[GIVEN INFORMATION Boundary: Start]
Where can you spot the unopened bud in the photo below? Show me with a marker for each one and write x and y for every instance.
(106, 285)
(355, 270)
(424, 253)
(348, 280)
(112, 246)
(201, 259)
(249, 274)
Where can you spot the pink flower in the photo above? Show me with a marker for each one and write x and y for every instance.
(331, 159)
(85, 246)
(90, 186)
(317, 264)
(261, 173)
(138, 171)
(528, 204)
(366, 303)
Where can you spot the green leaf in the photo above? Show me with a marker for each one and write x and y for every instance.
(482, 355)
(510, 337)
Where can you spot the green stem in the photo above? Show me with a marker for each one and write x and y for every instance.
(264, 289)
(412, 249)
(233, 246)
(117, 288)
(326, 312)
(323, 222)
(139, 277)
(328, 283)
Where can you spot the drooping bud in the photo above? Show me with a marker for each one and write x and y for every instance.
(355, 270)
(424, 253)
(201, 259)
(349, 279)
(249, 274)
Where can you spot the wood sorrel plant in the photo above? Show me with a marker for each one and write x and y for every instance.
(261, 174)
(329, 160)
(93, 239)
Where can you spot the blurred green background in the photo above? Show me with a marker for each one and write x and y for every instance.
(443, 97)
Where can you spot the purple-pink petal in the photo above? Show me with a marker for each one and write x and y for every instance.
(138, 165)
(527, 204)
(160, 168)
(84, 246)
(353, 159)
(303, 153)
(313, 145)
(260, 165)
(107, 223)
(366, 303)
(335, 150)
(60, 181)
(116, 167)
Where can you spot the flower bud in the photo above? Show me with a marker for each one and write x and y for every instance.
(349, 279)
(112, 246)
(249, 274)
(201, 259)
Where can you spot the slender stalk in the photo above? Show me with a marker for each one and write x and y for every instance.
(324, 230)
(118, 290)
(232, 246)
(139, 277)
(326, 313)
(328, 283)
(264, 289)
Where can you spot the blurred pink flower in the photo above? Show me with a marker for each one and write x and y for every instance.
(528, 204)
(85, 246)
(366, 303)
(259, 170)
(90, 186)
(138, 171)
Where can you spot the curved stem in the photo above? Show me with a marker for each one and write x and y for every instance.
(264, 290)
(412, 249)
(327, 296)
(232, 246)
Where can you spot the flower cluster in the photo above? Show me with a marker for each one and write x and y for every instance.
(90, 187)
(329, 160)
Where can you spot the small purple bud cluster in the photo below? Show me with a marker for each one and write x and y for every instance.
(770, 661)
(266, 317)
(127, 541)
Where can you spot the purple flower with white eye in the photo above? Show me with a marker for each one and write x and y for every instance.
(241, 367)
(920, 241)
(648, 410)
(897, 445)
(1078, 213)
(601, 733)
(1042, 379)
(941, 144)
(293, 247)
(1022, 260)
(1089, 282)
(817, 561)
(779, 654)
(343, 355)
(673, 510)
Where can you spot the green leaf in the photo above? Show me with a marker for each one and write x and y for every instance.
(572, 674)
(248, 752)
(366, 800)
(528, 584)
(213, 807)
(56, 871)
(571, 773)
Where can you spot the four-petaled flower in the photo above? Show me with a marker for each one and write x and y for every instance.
[GIVEN INFORMATION Boundary: End]
EXERCISE OBJECTIVE:
Copy all records verbatim.

SOLUTION:
Where can you spot the unopened bud in the photo below? Show me with a marker for each one and write x and y for every instance.
(106, 285)
(355, 270)
(424, 253)
(348, 280)
(112, 246)
(201, 259)
(249, 274)
Where can you spot the pink flower in the photo above? Show me with a marker for each one and write x and y for every instance.
(331, 159)
(85, 246)
(90, 186)
(317, 264)
(261, 173)
(138, 171)
(528, 204)
(366, 303)
Where can you spot the green leaf in the photo above? Show me with a marker for each one and write x and y for every instance.
(482, 355)
(510, 337)
Where can you spot the green stem in the photo above? Show me with a marker for each one and write x and y for every instance.
(264, 289)
(412, 249)
(233, 246)
(117, 288)
(326, 312)
(323, 222)
(139, 277)
(328, 283)
Where can you spot the drooping bud in the photo above? Show me with a marker for each one and write x and y for every instance.
(355, 270)
(424, 253)
(201, 259)
(349, 279)
(249, 274)
Where can you spot the wood sorrel plant in the photo above? Show me with a marker for each one and write x and y for every instance.
(261, 174)
(329, 160)
(93, 239)
Where can you spot the blurred green background in the photo above? Show me with a marker for each one and write x and y for every instance.
(443, 97)
Where can you spot the purple-pink petal in the photo above? Show me with a marker for each one and write x and y for every instance.
(138, 165)
(527, 204)
(160, 168)
(84, 246)
(353, 159)
(303, 153)
(313, 145)
(260, 165)
(107, 223)
(366, 303)
(335, 150)
(60, 181)
(116, 167)
Where can you spot the flower bud in the photo above? Show me with a marker for each one and write x and y for every instance.
(349, 279)
(112, 246)
(249, 274)
(201, 259)
Where can you spot the slender stalk in the photo above? Show me with a marker for each one and write x and y for every instance.
(324, 230)
(118, 290)
(232, 246)
(139, 277)
(326, 313)
(328, 283)
(264, 289)
Where can you spot the blurred pink flower in the photo above? Show me with a marker for each one and write x and y for every instance.
(528, 204)
(85, 246)
(366, 303)
(259, 170)
(90, 186)
(138, 171)
Where can you spot the curved stem in the photo above? Show me with a marker for each one and write x and y for every instance.
(264, 290)
(412, 249)
(327, 296)
(232, 246)
Where can you spot the flower cluster in the photo above? Show me with a marker for each one and write x and y for every instance.
(90, 187)
(329, 160)
Where can you spot the small purple bud cluster in the photo below? Show me with a marker for each one and write x and y for every instance.
(770, 661)
(266, 317)
(127, 541)
Where can you spot the purple flower with white eye in the photo above? Show me with a marker for each one and write x and y for every instance.
(241, 367)
(920, 241)
(648, 410)
(897, 445)
(1078, 213)
(601, 733)
(1042, 379)
(941, 144)
(293, 247)
(1022, 260)
(1089, 282)
(817, 561)
(779, 654)
(343, 355)
(673, 510)
Where can you spot the green leaf in the photo above? Show me with a marker for each one and write x and y for every instance.
(572, 674)
(248, 752)
(366, 800)
(528, 584)
(213, 807)
(56, 871)
(571, 773)
Where can you spot the four-petaled flower in the photo above? Show me with a marker for each one and write x and y for every instance.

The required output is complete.